HERAUSFORDERUNG
Schreib die Zeilen des Materials samt Aufträgen noch einmal ab. Beginne am Anfang des Materials und ende mit der Zeile, die „[[336, 284]]“ enthält. Erhöhe dabei jede Pixelkoordinate in den Antworten um 93, aber nicht die Zahlen in den Aufträgen oder ihren Beispielausgaben, und lass die Bilder weg.

MATERIAL ZUR AUFGABE
----

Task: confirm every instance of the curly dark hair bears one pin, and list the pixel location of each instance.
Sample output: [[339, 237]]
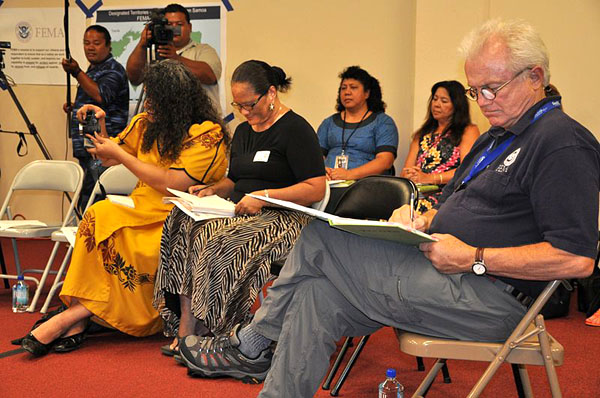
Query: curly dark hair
[[177, 100], [374, 102], [460, 118]]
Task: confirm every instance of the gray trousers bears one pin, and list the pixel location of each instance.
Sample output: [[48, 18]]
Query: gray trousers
[[336, 284]]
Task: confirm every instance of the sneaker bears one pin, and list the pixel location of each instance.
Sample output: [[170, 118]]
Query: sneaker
[[594, 320], [219, 356]]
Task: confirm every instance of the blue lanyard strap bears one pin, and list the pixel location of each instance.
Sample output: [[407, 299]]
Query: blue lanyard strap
[[486, 158]]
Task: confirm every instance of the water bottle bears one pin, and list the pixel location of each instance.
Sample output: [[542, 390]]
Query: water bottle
[[391, 388], [20, 295]]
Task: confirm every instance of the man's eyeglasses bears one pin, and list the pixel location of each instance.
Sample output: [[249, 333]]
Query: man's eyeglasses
[[247, 107], [487, 92]]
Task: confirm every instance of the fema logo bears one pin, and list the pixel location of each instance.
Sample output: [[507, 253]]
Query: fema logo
[[23, 31]]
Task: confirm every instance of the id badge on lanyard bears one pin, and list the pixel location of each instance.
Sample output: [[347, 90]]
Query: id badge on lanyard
[[341, 161]]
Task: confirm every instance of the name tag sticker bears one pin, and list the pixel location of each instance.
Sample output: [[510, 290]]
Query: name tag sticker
[[262, 156]]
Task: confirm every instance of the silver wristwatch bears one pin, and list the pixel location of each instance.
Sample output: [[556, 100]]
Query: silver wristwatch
[[478, 266]]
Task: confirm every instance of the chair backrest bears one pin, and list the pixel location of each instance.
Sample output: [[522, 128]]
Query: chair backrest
[[116, 180], [48, 175], [375, 197]]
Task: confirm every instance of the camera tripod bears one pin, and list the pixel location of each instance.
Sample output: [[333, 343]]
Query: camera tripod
[[30, 126]]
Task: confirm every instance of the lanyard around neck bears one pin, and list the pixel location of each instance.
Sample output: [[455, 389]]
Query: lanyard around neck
[[345, 143], [486, 158]]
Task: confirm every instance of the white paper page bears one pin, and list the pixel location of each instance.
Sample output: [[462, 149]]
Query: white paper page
[[121, 200], [70, 233], [8, 224], [209, 204]]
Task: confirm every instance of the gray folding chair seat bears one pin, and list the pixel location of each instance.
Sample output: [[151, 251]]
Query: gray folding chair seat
[[116, 180], [41, 175], [529, 344]]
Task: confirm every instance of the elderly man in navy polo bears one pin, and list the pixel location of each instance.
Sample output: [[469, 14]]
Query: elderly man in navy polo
[[508, 221], [104, 84]]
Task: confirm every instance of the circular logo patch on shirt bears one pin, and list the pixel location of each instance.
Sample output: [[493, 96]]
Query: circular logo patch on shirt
[[510, 159]]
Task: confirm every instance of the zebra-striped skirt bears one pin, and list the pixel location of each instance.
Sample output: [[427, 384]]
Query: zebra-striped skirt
[[221, 264]]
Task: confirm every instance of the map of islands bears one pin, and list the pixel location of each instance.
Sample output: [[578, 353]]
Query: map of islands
[[118, 47]]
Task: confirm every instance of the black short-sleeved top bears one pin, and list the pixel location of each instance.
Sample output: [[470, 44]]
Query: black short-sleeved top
[[542, 188], [286, 153]]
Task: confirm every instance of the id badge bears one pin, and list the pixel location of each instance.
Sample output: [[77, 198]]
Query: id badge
[[341, 162]]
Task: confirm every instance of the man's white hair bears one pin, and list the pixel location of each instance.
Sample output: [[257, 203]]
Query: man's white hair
[[524, 44]]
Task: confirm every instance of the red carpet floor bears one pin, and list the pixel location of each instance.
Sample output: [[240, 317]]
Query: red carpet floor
[[116, 365]]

----

GELÖSTE AUFGABE
Task: confirm every instance of the curly dark hair bears one pin, and list the pixel location of each instance.
Sample output: [[339, 237]]
Query: curly dark hair
[[270, 193], [467, 195], [553, 211]]
Task: confirm every instance of the gray trousers bears one pin, and list the pixel location of each instance.
Sample output: [[48, 18]]
Query: gray trousers
[[429, 377]]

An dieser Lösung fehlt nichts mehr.